● Source data
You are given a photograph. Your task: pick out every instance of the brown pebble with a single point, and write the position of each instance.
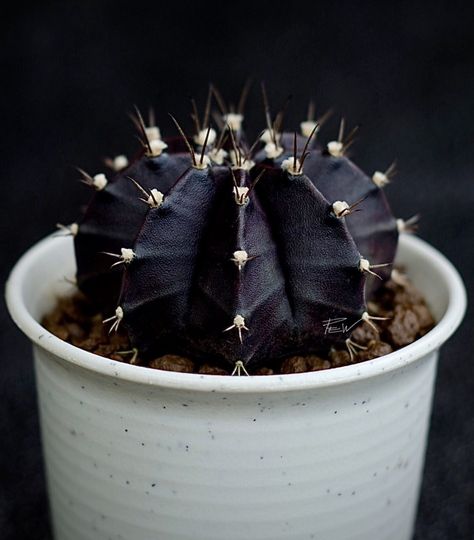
(340, 358)
(364, 333)
(425, 319)
(316, 363)
(294, 364)
(59, 331)
(75, 330)
(207, 369)
(403, 328)
(173, 362)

● Exercise brief
Can you format the records above as a two-column CSV headed instruction and points, with one row per record, each field in quotes and line breaks turned into spaces? Leave the pictures out.

● Response
instruction,points
"You are given a photograph. Your task: pick out every instance of the brown pebble with a single point, and write the position of each instance.","(340, 358) (364, 333) (425, 319) (316, 363) (294, 364) (59, 331) (75, 330) (207, 369) (403, 328) (173, 362)"